### Dataset records
—————

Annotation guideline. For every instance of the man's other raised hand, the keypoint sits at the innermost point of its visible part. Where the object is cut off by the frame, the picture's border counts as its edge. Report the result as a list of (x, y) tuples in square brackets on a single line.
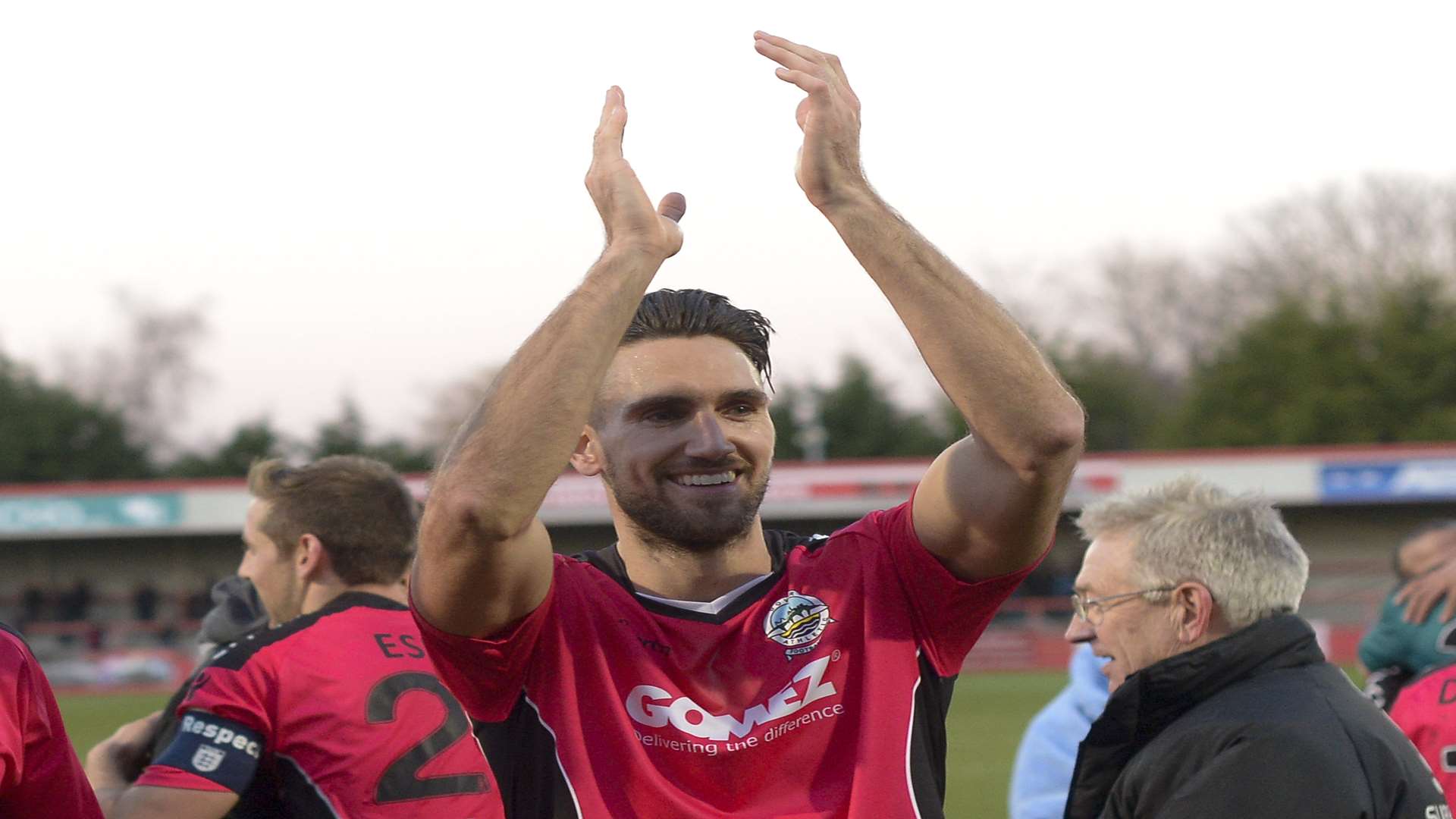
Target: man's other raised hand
[(827, 165), (628, 215)]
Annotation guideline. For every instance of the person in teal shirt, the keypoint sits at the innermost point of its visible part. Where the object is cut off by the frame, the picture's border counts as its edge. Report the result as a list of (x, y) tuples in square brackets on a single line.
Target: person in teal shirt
[(1413, 634)]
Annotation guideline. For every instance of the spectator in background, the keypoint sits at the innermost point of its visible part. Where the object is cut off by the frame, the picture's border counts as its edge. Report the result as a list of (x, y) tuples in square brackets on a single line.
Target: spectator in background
[(145, 602), (39, 774), (76, 604), (199, 604), (1049, 749), (1222, 704), (33, 604), (1397, 648)]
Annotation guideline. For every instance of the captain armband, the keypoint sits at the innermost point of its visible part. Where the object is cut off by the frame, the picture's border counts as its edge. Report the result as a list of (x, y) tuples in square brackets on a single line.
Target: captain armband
[(216, 749)]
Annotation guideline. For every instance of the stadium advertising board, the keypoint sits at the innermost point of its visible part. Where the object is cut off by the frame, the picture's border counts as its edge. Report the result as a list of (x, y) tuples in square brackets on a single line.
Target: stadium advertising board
[(89, 513), (1389, 482)]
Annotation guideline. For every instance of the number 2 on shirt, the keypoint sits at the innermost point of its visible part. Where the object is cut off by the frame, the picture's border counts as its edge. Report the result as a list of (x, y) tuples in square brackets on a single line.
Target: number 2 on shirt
[(400, 780)]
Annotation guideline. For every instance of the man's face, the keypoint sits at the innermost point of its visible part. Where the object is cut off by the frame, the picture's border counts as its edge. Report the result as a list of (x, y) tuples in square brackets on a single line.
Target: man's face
[(271, 573), (1133, 632), (685, 441)]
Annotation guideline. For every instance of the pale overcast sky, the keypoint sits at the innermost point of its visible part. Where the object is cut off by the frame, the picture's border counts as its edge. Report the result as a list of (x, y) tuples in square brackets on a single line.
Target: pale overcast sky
[(379, 197)]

—————

### Task statement
Exactly the lines from the one with "Annotation guideline. For every instance of the man's face, the" through the final line of the entries are to be returned, both ends included.

### Solution to the exercise
Annotation guideline. For every instance of the man's face, the keypoint sits at the innermost point of its visible part. Where the object is cut off by the frame, the picture's border counts as its edge. Report the result as a list of (x, y) tuples in square brackets on a single line.
Target: man's face
[(271, 573), (1133, 632), (685, 441)]
Annotation guideline. For every instance of the pale overcast sky, the keypoint sits at the innermost point of its visible part. Where the object is cut off by the frame, the picture's border counts as its edge. Report the result as a list of (x, y) tuples in square brackets on a single line.
Target: pale overcast sky
[(379, 197)]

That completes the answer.